● **TASK GOAL**
Repeat exactly the lines below from the line that contains "the green vegetation" to the last line, inclusive, without the pictures.

• • • • •

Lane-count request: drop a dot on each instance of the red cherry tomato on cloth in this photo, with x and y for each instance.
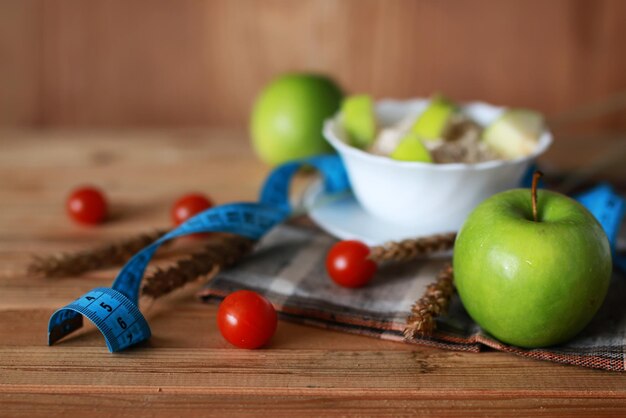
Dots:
(87, 205)
(347, 264)
(189, 206)
(246, 319)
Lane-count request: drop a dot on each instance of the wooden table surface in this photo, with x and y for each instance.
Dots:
(187, 369)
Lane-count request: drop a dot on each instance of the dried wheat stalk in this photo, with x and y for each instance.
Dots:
(109, 255)
(410, 249)
(434, 302)
(222, 251)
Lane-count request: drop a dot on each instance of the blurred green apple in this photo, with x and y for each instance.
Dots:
(433, 121)
(515, 133)
(532, 282)
(288, 116)
(411, 148)
(359, 121)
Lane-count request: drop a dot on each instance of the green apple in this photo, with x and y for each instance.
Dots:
(359, 121)
(411, 148)
(288, 116)
(431, 124)
(531, 283)
(515, 133)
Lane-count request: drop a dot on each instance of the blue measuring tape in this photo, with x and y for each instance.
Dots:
(115, 310)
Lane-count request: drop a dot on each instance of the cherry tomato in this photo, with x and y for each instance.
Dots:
(189, 206)
(87, 205)
(246, 319)
(347, 264)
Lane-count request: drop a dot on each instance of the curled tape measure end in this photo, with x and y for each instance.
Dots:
(114, 310)
(117, 318)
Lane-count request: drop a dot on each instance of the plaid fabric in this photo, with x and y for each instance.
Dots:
(288, 268)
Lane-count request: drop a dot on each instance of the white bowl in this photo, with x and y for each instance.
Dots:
(429, 198)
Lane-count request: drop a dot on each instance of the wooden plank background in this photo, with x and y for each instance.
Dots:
(68, 63)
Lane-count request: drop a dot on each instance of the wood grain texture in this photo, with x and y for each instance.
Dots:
(193, 62)
(187, 369)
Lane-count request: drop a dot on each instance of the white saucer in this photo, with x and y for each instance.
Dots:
(342, 217)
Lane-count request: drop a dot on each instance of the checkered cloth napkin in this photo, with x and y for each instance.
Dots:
(288, 268)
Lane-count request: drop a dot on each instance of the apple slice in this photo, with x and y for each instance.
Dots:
(359, 121)
(515, 133)
(411, 148)
(431, 124)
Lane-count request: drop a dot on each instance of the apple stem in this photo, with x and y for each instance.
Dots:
(533, 192)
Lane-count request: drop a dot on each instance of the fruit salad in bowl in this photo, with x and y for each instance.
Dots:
(425, 164)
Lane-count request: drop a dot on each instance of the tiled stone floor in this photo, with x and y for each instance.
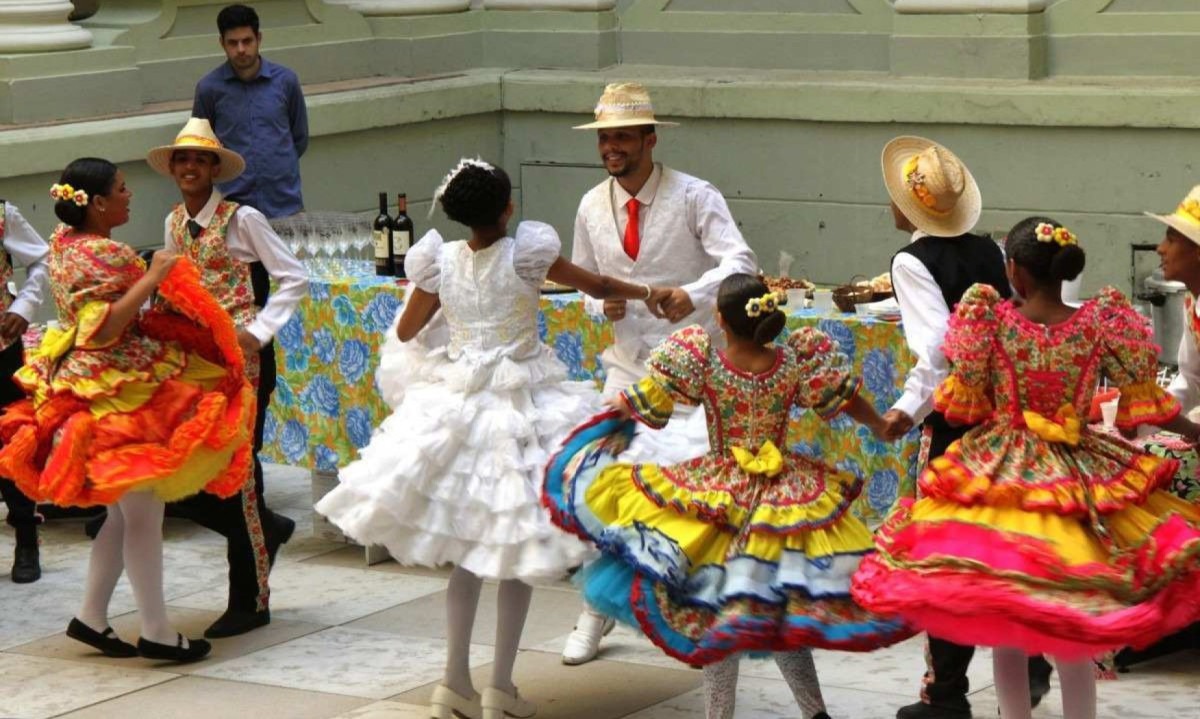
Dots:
(349, 641)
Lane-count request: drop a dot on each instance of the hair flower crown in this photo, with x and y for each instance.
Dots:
(766, 304)
(1048, 233)
(66, 192)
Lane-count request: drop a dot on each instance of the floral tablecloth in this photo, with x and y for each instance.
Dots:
(325, 405)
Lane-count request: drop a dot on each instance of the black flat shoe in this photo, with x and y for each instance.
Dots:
(235, 622)
(107, 642)
(196, 648)
(27, 564)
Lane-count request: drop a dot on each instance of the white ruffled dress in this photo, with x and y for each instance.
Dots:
(454, 474)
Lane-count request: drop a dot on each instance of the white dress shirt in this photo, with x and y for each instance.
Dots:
(688, 239)
(251, 239)
(925, 318)
(28, 250)
(1186, 385)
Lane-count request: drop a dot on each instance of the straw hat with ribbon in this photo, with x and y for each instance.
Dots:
(1186, 217)
(624, 105)
(198, 135)
(931, 186)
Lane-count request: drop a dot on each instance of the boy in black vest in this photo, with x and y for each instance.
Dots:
(935, 198)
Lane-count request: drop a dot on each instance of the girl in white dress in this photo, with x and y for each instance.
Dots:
(453, 475)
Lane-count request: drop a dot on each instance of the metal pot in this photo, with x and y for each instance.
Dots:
(1167, 307)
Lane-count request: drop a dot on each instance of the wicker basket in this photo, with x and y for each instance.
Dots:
(850, 294)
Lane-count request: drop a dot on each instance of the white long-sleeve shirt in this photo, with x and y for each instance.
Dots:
(925, 319)
(1186, 385)
(28, 250)
(689, 239)
(251, 239)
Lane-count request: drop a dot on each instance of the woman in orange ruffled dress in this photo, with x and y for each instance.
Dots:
(1036, 533)
(126, 409)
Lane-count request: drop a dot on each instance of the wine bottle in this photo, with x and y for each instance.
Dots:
(402, 233)
(382, 231)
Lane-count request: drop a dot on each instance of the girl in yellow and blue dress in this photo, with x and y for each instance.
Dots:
(747, 547)
(1036, 533)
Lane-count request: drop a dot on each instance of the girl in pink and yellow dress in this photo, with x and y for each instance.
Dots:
(1036, 533)
(125, 408)
(745, 547)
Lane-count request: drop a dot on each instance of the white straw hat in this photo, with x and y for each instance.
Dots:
(931, 186)
(624, 105)
(1186, 217)
(198, 135)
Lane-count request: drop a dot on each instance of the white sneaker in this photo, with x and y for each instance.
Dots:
(583, 643)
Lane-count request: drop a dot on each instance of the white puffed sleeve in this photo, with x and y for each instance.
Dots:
(423, 264)
(537, 247)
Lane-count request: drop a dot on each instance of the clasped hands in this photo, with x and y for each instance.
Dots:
(670, 303)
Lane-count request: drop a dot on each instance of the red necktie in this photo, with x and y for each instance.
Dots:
(633, 243)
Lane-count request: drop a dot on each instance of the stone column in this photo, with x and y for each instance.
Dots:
(39, 27)
(972, 39)
(399, 7)
(576, 5)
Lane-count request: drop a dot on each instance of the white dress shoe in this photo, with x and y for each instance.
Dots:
(448, 703)
(583, 643)
(498, 705)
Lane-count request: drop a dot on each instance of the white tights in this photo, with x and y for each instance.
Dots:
(1075, 678)
(462, 600)
(799, 671)
(130, 540)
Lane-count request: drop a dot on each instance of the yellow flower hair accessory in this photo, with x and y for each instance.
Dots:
(66, 192)
(1191, 208)
(766, 304)
(1048, 233)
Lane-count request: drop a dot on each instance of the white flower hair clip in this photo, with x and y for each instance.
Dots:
(445, 181)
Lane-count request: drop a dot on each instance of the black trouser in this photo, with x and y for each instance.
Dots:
(243, 517)
(22, 510)
(949, 661)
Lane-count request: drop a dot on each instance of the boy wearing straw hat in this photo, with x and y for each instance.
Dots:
(27, 247)
(936, 199)
(649, 223)
(239, 255)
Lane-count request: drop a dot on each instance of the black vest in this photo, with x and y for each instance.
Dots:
(958, 263)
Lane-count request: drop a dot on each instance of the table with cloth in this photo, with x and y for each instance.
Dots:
(325, 405)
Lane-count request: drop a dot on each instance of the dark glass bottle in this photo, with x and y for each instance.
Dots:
(401, 233)
(382, 231)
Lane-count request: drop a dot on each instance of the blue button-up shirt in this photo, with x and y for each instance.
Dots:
(265, 121)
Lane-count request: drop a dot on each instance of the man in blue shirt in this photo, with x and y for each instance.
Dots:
(257, 109)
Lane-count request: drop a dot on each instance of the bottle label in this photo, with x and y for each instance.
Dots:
(381, 237)
(401, 241)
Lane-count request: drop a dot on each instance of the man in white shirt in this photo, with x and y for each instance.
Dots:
(935, 198)
(239, 255)
(651, 225)
(22, 246)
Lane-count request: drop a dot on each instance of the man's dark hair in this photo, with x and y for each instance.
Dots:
(237, 16)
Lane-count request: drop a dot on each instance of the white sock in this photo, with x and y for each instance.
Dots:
(513, 607)
(801, 673)
(1078, 683)
(721, 688)
(1012, 671)
(143, 562)
(462, 600)
(105, 568)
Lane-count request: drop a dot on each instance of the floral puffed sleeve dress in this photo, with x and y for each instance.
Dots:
(163, 407)
(744, 549)
(1037, 532)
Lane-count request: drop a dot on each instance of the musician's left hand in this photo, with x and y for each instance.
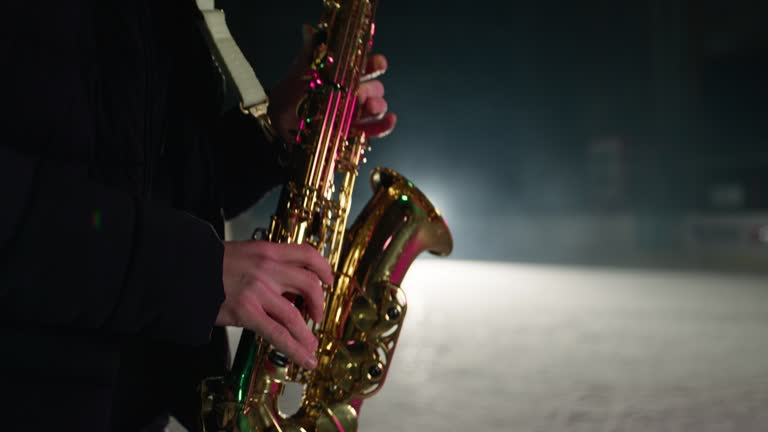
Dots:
(374, 118)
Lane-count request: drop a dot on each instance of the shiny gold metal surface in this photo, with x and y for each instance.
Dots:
(365, 308)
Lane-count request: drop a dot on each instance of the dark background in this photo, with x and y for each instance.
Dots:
(593, 132)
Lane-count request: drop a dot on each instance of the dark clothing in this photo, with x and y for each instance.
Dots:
(115, 165)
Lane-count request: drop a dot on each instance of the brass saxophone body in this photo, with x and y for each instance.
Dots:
(365, 308)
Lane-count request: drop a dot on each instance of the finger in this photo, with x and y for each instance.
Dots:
(373, 108)
(284, 312)
(304, 255)
(279, 336)
(370, 89)
(301, 255)
(378, 128)
(374, 67)
(303, 282)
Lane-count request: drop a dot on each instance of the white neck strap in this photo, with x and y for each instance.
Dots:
(233, 63)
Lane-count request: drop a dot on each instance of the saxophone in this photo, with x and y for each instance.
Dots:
(365, 308)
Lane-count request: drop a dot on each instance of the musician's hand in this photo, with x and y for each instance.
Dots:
(374, 119)
(256, 276)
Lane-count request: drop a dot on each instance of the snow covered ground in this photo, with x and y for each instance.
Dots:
(519, 348)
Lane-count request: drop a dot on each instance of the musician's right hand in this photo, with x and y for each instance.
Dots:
(256, 276)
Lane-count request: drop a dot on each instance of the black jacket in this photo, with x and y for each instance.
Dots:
(115, 169)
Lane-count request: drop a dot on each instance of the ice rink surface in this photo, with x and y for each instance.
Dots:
(504, 347)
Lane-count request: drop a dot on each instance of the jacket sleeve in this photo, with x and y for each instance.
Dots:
(75, 255)
(247, 165)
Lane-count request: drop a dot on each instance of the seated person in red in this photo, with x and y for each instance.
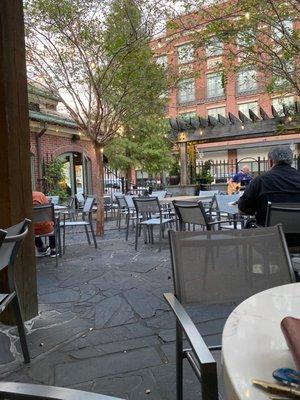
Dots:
(43, 228)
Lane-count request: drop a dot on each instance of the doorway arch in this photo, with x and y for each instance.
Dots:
(78, 172)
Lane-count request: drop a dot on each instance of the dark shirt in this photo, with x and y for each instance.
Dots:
(279, 185)
(242, 178)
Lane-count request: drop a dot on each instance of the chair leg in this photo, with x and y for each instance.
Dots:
(64, 238)
(87, 234)
(179, 363)
(57, 249)
(21, 329)
(93, 234)
(160, 236)
(127, 225)
(136, 236)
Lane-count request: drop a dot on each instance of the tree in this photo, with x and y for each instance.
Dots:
(143, 146)
(259, 35)
(90, 54)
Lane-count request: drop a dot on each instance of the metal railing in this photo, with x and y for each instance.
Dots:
(222, 170)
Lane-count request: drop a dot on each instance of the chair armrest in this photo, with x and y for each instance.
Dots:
(224, 221)
(201, 351)
(16, 390)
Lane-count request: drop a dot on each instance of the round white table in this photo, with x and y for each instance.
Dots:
(253, 345)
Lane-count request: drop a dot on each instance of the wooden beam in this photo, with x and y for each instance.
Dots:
(15, 174)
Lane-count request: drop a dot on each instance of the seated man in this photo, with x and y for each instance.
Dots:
(279, 185)
(42, 228)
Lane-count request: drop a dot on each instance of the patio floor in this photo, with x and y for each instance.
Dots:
(103, 324)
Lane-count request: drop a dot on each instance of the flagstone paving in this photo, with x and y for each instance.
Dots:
(103, 324)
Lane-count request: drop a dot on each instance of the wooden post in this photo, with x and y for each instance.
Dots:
(183, 164)
(15, 174)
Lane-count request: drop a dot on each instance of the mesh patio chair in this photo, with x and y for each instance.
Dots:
(288, 215)
(44, 213)
(149, 214)
(121, 209)
(223, 209)
(8, 254)
(53, 199)
(130, 213)
(107, 205)
(192, 213)
(86, 221)
(205, 272)
(29, 391)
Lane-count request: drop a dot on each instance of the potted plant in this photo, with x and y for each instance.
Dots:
(174, 173)
(205, 178)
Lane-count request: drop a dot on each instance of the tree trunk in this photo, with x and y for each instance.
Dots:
(99, 190)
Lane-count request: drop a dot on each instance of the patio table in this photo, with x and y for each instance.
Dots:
(253, 345)
(168, 200)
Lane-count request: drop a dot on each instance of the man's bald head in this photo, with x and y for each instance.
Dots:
(246, 169)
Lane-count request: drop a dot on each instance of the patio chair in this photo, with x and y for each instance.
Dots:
(149, 214)
(8, 254)
(86, 221)
(288, 215)
(121, 209)
(130, 213)
(44, 213)
(222, 208)
(206, 273)
(194, 214)
(30, 391)
(107, 205)
(53, 199)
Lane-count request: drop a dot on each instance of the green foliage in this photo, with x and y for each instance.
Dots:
(96, 56)
(143, 145)
(205, 173)
(53, 179)
(174, 169)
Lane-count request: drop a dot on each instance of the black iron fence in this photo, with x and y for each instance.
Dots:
(220, 171)
(115, 182)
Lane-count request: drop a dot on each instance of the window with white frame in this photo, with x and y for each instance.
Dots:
(245, 107)
(214, 112)
(282, 28)
(186, 53)
(246, 39)
(214, 48)
(186, 91)
(162, 60)
(247, 81)
(214, 87)
(186, 116)
(279, 102)
(288, 66)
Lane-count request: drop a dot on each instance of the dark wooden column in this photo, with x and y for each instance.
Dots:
(15, 174)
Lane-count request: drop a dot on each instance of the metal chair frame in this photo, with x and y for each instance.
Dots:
(199, 355)
(44, 213)
(12, 239)
(198, 208)
(291, 209)
(149, 214)
(86, 221)
(29, 391)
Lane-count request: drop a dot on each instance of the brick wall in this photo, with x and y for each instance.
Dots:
(54, 145)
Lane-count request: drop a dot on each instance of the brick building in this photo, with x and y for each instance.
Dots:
(205, 94)
(52, 134)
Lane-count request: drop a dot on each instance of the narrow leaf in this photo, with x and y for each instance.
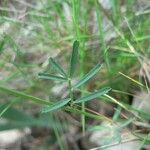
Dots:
(57, 67)
(51, 77)
(25, 96)
(88, 76)
(55, 106)
(74, 58)
(93, 95)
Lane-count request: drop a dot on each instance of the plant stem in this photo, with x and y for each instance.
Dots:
(70, 91)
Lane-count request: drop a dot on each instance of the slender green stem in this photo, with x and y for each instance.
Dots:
(70, 91)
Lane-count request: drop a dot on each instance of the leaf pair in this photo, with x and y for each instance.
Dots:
(67, 78)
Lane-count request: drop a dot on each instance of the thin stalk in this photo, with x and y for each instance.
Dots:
(102, 34)
(70, 91)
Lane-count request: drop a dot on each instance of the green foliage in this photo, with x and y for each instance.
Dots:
(73, 62)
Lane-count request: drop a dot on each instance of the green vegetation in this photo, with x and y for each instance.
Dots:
(75, 67)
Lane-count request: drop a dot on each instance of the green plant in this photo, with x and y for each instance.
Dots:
(67, 77)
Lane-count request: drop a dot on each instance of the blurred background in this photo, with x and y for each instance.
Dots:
(115, 33)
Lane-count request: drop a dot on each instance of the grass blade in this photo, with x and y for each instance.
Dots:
(25, 96)
(51, 77)
(55, 106)
(88, 76)
(74, 58)
(93, 95)
(57, 67)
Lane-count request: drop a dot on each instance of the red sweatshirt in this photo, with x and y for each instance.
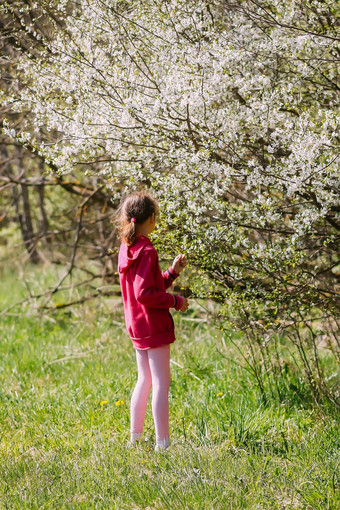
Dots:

• • • • •

● **SOLUTION FOR THIS EXERCISE**
Lane-count request: drop a dot on each instance of the green vegetation in this photo, with x and y for each instance.
Dots:
(75, 67)
Lane-count request: drop a dot on each instance of the green plant in this photo, with x and y for each instance.
Dots:
(67, 77)
Lane-count request: drop a dot on each instance of the blurred background in this photo, with x and y for each instance.
Dots:
(115, 33)
Lane-count request: drop a dot on each instance of the grass blade in this photo, with x and y for each instance.
Dots:
(25, 96)
(51, 77)
(55, 106)
(88, 76)
(74, 58)
(93, 95)
(57, 67)
Lane-count request: drop a dot on each instance of the red sweatshirt in this photo, with x and y for each instance.
Dots:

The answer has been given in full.